> **PASSAGE SHOWN**:
══════════

Apoptosis levels were measured using the FITC-Annexin V Apoptosis Detection kit (Becton, Dickinson and Company). The FKBP51 expression plasmid was transfected into the cells in a culture flask for 48 h. Before testing, the cells were trypsinized, resuspended in 500 µl binding buffer [10 mM HEPES (pH 7.4), 140 mM NaCl, 1 mM MgCl2, 5 mM KCl and 2.5 mM CaCl2] containing 5 µl FITC-conjugated Annexin V and 5 µl propidium iodide (PI), and incubated at room temperature in the dark for 10 min. A total of 1×105 cells were harvested and analyzed using the BD FACSCalibur™ flow cytometer (Becton, Dickinson and Company). Following PI excitation with an argon ion laser at a wavelength of 488 nm and acceptance through a filter at a wavelength of 630 nm, 1×104 cells were collected using the forward scatter/side scatter scatterplot method to exclude mutually adherent cells and cell debris. The percentage of cells in each phase of cell cycle was presented on the PI fluorescence histogram.

Cell Counting Kit-8 (CCK8) assay

A549 cells were seeded into a 96-well plate at a density of 5×103/well and cultured in 5% CO2 atmosphere at 37°C. Cisplatin (Selleck Chemicals, Inc.) was dissolved in dimethyl sulfoxide (Sigma-Aldrich; Merck KGaA). The cells were cultured for 16 h before transfection with pCMV-tag2B-FKBP51, followed by treatment with cisplatin (20 µM) for 24 h. Finally, CCK8 (MedChemExpress) was added to the plate in the vehicle group. The CCK8 assay was performed according to the manufacturer's guidelines after 4 h of incubation.

Statistical analysis

SPSS 19.0 software (IBM Corp.) was used for statistical analysis. Results of IHC and clinical correlations were evaluated using the χ2 test. Data are expressed as the mean ± SD. Student's t-test was used to evaluate the differences between the two groups, with P<0.05 considered to indicate a statistically significant difference.

Results

FKBP51 and p53 expression are downregulated in human lung carcinoma

A total of 15 paired primary lung carcinoma tissue samples were collected to investigate the role of FKBP51 in lung carcinoma development and IHC was performed to examine the association between FKBP51 expression and lung cancer development. FKBP51 expression in lung cancer tissue samples was significantly lower compared with that in adjacent tissues (Fig. 1A). Western blotting revealed that FKBP51 and p53 levels were decreased in lung carcinoma tissues compared with adjacent tissues (Fig. 1B).

══════════

> **LISTED RECORDS**:

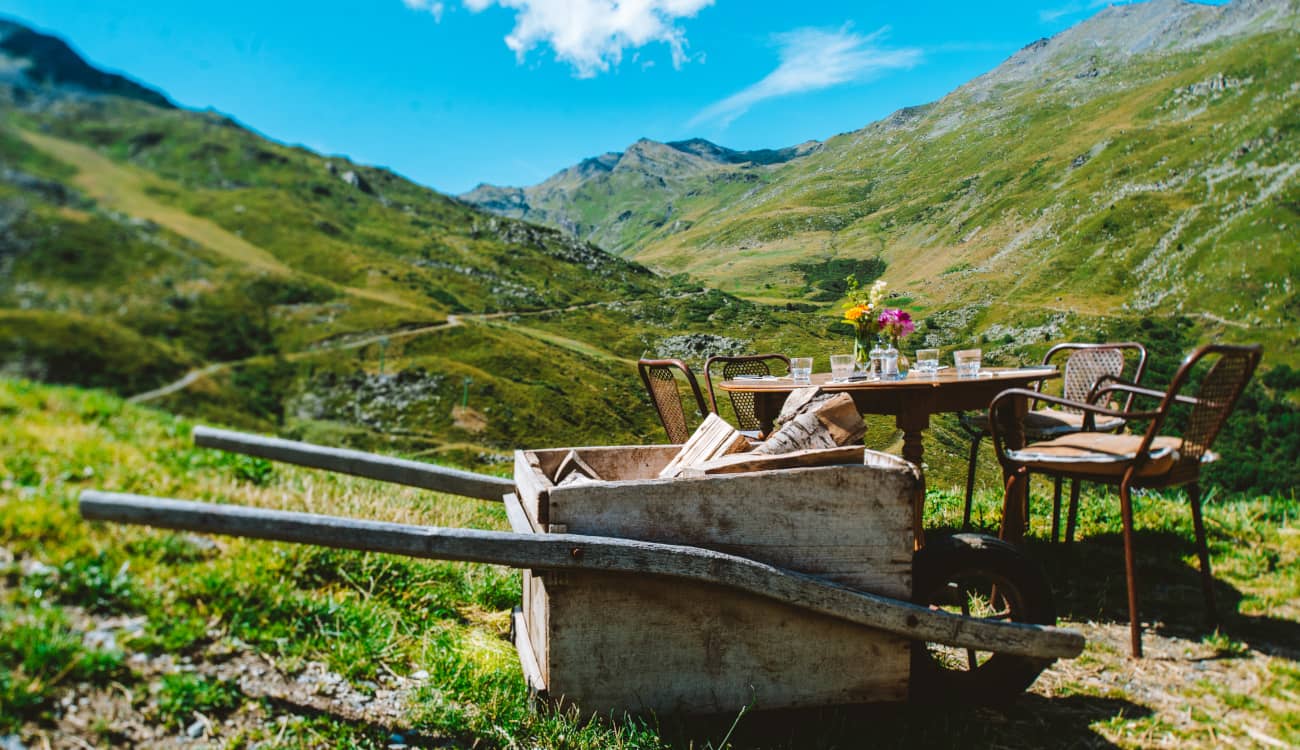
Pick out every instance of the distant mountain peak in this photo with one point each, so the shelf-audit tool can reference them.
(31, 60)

══════════

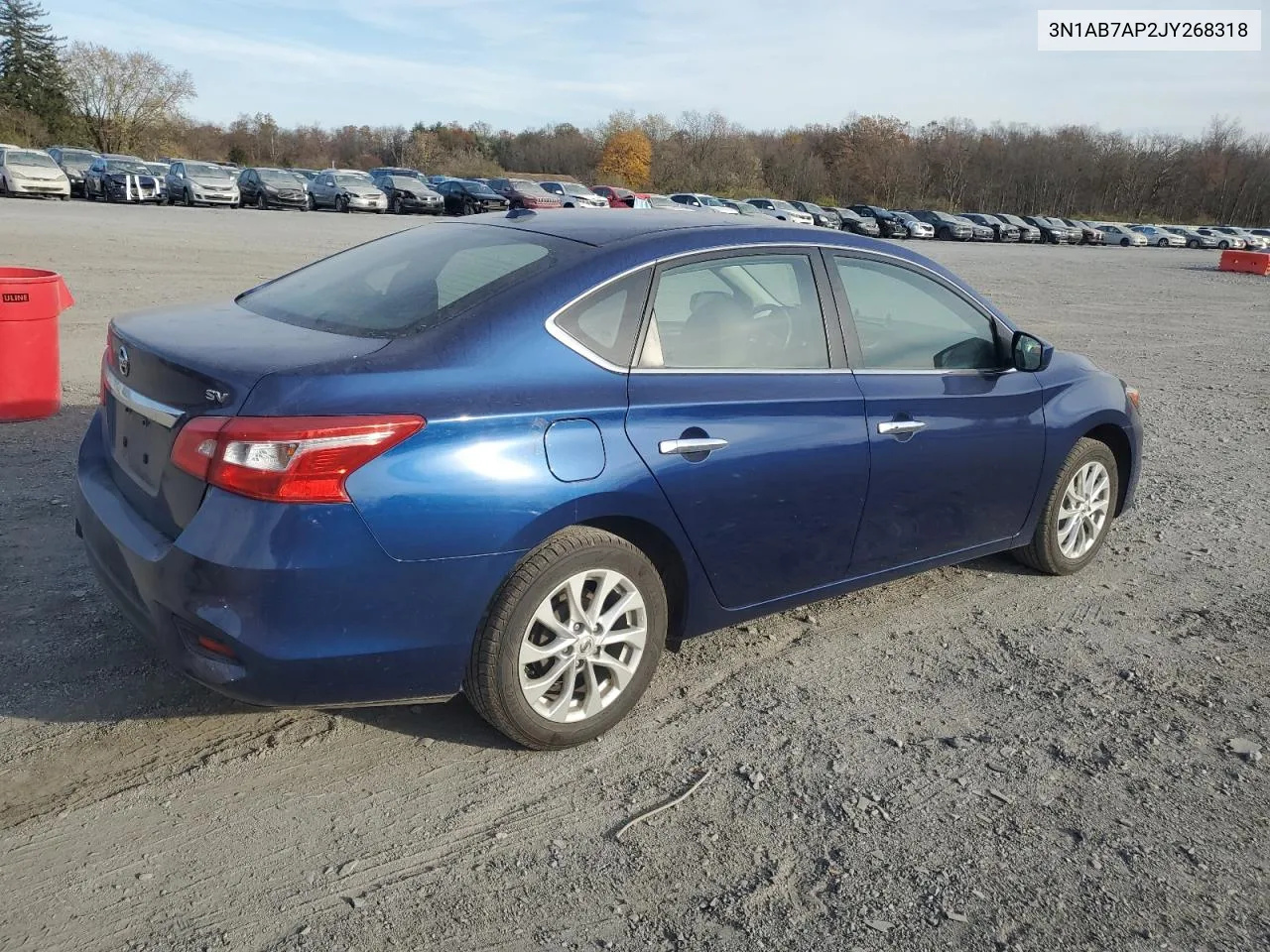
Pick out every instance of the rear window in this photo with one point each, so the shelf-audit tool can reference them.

══════════

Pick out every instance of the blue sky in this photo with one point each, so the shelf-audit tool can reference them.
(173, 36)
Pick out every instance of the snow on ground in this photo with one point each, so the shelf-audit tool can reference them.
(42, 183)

══════════

> **EXPLORE THE MATERIAL**:
(1) In the passage on FKBP51 in lung carcinoma, what dose of cisplatin were the A549 cells given, and for how long?
(2) Continue the passage on FKBP51 in lung carcinoma from where it stops.
You do not need the data for any of these tasks.

> **ANSWERS TO EACH TASK**:
(1) 20 µM for 24 h.

(2)
Figure 1.

FKBP51 and p53 expression is downregulated in lung cancer. FKBP51 expression was determined using immunohistochemistry and p53 expression was assessed using western blotting. (A) Immunohistochemical staining of FKBP51 in the adjacent and lung carcinoma (×200 and ×400 magnification). Representative IHC images of 15 lung carcinoma samples collected from Hunan Tumor Hospital. Scale bar, 20 µm for ×200 images, 10 µm for ×400 images. (B) FKBP51 expression in lung cancer tissues and adjacent tissues. (C) Left panel: Western blots of FKBP51 and p53 protein. β-actin was used as the loading control. Right panel: Quantitative map of protein expression levels. Data were derived from three independent experiments. *P<0.05, ***P<0.001. FKBP52, FK506-binding protein 51.

FKBP51 overexpression promotes A549 cell apoptosis

Since FKBP51 expression was downregulated in lung carcinoma tissue, it was hypothesized that this protein may play a role in lung cancer development. To test this hypothesis, FKBP51 was overexpressed in A549 cells and cellular apoptosis was detected using flow cytometry. FLAG expression significantly increased after transfection compared with empty vector controls, indicating that FKBP51 was successfully overexpressed in A549 cells (Fig. 2A). Flow cytometry revealed that FKBP51 overexpression in A549 cells significantly promoted cellular apoptosis compared with empty vector controls (Fig. 2B and C).
Figure 2.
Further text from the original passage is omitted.